DeSillers Spared Jail Term for Contempt
Aug. 26, 1988
MIAMI (AP) _ Maria DeSillers need not give up financial records of donations for her dying son's liver transplants, a judge ruled Thursday, dismissing contempt motions that could have landed her in jail.
Forcing Ms. DeSillers to give the records and items allegedly bought with some of the $690,000 in donations to the court-appointed curator of her son Ronnie's estate ''would tend to incriminate her,'' said Dade County Probate Judge Francis Christie.
''I'm very happy,'' said Ms. DeSillers, who while awaiting the ruling gave her age as ''33, the same as Christ when he was crucified.''
During the two-day contempt hearing, her attorney, Roy Black, argued that Ms. DeSillers had a Fifth Amendment right against self-incrimination because prosecutors in Dade and Broward counties are investigating her for possible criminal violations.
Lawyers for curator Karen Gievers had no immediate comment on the ruling, but later received an emergency hearing Friday before Christie on their request to seize disputed properties and to strike Ms. DeSillers' $150,000 claim on her son's estate, said another of Ms. DeSillers' lawyers, Frank Johnson.
Ms. DeSillers received massive publicity last year after the theft of $4,000 that her 7-year-old son's classmates had raised for the boy's liver transplant.
Donations poured in, including $1,000 from President Reagan and $200,000 from Miami Beach industrialist Victor Posner. Ronnie died in April 1987 while awaiting a fourth transplant at Children's Hospital in Pittsburgh.
Ms. DeSillers' handling of the money came under question when the hospital sued for the $262,000 balance of the boy's bill. She refuses to pay, claiming Ronnie received improper care, a charge the hospital vehemently denies.

:: Task description ::
Decide whether each statement agrees with the article on the DeSillers contempt ruling, answering yes or no and quoting the deciding words of the article: 1. The judge ordered Ms. DeSillers to give up the financial records of the donations. 2. President Reagan donated $1,000. 3. Ronnie died after receiving a fourth transplant.

:: Data shown ::

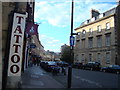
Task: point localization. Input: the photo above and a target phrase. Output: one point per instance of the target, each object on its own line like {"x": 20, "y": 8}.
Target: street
{"x": 90, "y": 79}
{"x": 36, "y": 77}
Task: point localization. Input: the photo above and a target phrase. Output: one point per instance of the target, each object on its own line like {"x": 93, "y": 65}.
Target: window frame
{"x": 108, "y": 60}
{"x": 90, "y": 43}
{"x": 99, "y": 41}
{"x": 108, "y": 41}
{"x": 83, "y": 33}
{"x": 108, "y": 27}
{"x": 99, "y": 28}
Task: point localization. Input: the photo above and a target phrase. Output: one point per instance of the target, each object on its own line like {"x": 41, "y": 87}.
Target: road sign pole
{"x": 71, "y": 51}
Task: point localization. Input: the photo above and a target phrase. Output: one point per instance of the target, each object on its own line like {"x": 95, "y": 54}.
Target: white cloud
{"x": 55, "y": 14}
{"x": 58, "y": 13}
{"x": 50, "y": 43}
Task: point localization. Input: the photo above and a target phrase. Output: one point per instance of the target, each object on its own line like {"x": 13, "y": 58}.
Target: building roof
{"x": 97, "y": 18}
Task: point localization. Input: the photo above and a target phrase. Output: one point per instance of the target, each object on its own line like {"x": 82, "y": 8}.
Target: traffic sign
{"x": 72, "y": 40}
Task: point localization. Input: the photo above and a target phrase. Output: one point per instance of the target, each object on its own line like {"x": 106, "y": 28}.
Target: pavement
{"x": 36, "y": 77}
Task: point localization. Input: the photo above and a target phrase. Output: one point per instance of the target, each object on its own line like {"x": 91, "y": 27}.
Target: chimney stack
{"x": 94, "y": 13}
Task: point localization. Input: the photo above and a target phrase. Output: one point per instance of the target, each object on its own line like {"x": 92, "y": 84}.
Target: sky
{"x": 54, "y": 19}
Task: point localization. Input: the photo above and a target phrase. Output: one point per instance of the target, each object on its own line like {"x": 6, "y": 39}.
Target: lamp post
{"x": 71, "y": 50}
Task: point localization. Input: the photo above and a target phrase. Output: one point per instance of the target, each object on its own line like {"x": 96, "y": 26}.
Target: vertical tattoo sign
{"x": 16, "y": 45}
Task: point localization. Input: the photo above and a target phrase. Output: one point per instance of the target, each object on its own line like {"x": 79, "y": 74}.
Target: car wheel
{"x": 91, "y": 69}
{"x": 117, "y": 72}
{"x": 104, "y": 70}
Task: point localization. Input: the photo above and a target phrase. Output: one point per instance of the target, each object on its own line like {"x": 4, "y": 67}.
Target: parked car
{"x": 51, "y": 65}
{"x": 63, "y": 63}
{"x": 77, "y": 65}
{"x": 92, "y": 66}
{"x": 43, "y": 64}
{"x": 111, "y": 69}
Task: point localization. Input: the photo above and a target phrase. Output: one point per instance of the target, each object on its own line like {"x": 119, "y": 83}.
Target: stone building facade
{"x": 97, "y": 39}
{"x": 8, "y": 10}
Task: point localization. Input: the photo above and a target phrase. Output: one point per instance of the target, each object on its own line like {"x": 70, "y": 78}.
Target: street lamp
{"x": 71, "y": 50}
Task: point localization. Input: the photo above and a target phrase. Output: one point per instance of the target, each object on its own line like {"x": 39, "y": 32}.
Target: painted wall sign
{"x": 16, "y": 45}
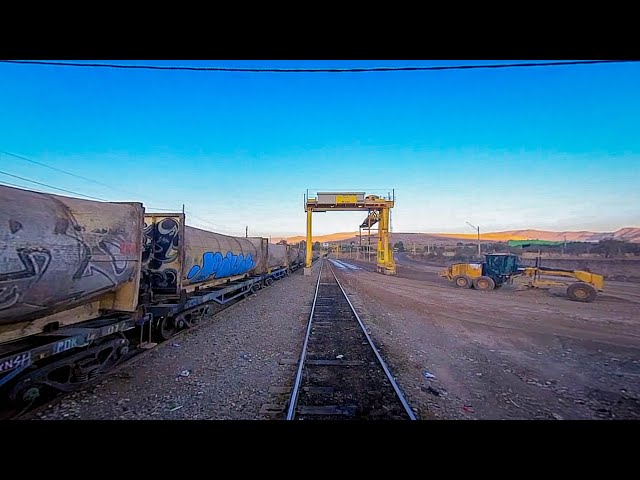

:: Worked solution ::
1. No: "Maria DeSillers need not give up financial records of donations for her dying son's liver transplants"
2. Yes: "including $1,000 from President Reagan"
3. No: "Ronnie died in April 1987 while awaiting a fourth transplant at Children's Hospital in Pittsburgh."